[Dataset items]

-------

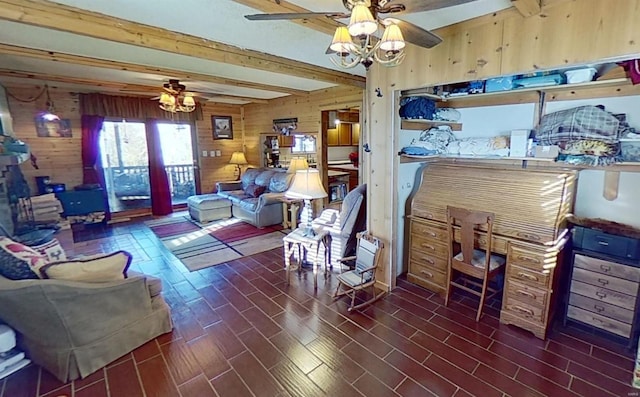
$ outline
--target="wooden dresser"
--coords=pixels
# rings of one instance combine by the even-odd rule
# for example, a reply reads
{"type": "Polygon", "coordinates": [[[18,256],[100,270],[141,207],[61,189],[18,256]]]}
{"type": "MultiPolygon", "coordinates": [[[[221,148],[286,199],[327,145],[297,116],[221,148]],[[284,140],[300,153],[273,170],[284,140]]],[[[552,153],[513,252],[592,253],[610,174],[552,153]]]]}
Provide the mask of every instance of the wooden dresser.
{"type": "MultiPolygon", "coordinates": [[[[571,210],[573,171],[531,170],[429,163],[409,198],[407,279],[441,295],[446,289],[449,248],[447,205],[495,213],[492,251],[506,256],[500,322],[544,339],[553,318],[568,240],[565,216],[571,210]]],[[[476,233],[480,248],[483,230],[476,233]]]]}

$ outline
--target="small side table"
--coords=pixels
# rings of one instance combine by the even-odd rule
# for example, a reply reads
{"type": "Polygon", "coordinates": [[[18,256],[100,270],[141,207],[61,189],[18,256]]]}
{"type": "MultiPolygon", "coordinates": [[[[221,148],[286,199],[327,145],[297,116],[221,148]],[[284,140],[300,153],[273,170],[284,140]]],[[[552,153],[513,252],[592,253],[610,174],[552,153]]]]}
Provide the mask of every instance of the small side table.
{"type": "Polygon", "coordinates": [[[286,272],[287,284],[289,284],[292,270],[300,270],[302,260],[307,254],[312,255],[313,261],[313,288],[318,288],[318,267],[324,261],[325,272],[331,263],[331,235],[327,231],[319,231],[315,236],[304,236],[304,229],[297,228],[282,238],[284,242],[284,270],[286,272]],[[292,268],[291,256],[298,250],[298,266],[292,268]],[[321,256],[322,251],[322,256],[321,256]]]}
{"type": "Polygon", "coordinates": [[[280,197],[282,201],[282,226],[294,230],[298,227],[298,211],[302,200],[280,197]]]}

-------

• **AIM**: Render all the records above as a numbered list with one line per item. Skip blank lines and leave out the pictures.

• **COMPLETED TASK**:
1. $ outline
2. --target="wooden dresser"
3. --coords=pixels
4. # rings of one instance combine by the even-odd rule
5. # for example, a reply reads
6. {"type": "Polygon", "coordinates": [[[18,256],[100,270],[141,207],[61,189],[18,256]]]}
7. {"type": "MultiPolygon", "coordinates": [[[[221,148],[286,199],[327,145],[297,116],[221,148]],[[284,140],[300,153],[273,170],[284,140]]],[[[552,153],[513,252],[592,253],[610,174],[552,153]]]]}
8. Provide the mask of every instance of the wooden dresser.
9. {"type": "MultiPolygon", "coordinates": [[[[571,210],[573,171],[531,170],[429,163],[409,198],[407,279],[441,295],[446,289],[449,248],[447,205],[495,213],[492,251],[506,256],[500,322],[544,339],[553,318],[568,240],[565,216],[571,210]]],[[[476,233],[480,248],[483,230],[476,233]]]]}
10. $ outline
11. --target="small side table"
12. --coords=pixels
13. # rings of one instance combine by the even-odd rule
14. # for example, a reply reads
15. {"type": "Polygon", "coordinates": [[[18,256],[100,270],[141,207],[61,189],[18,256]]]}
16. {"type": "MultiPolygon", "coordinates": [[[[221,148],[286,199],[327,145],[297,116],[221,148]],[[284,140],[300,153],[273,170],[284,140]]],[[[552,153],[513,252],[592,253],[610,174],[552,153]]]]}
17. Provide the mask of every instance of the small side table.
18. {"type": "Polygon", "coordinates": [[[286,272],[287,284],[289,284],[292,270],[300,270],[302,260],[307,254],[312,255],[313,261],[313,288],[318,288],[318,267],[324,261],[325,272],[331,263],[331,235],[327,231],[319,231],[315,236],[304,236],[304,229],[297,228],[282,238],[284,242],[284,270],[286,272]],[[292,268],[291,256],[298,250],[298,266],[292,268]],[[321,256],[322,251],[322,256],[321,256]]]}
19. {"type": "Polygon", "coordinates": [[[280,197],[282,201],[282,226],[294,230],[298,227],[298,211],[302,200],[280,197]]]}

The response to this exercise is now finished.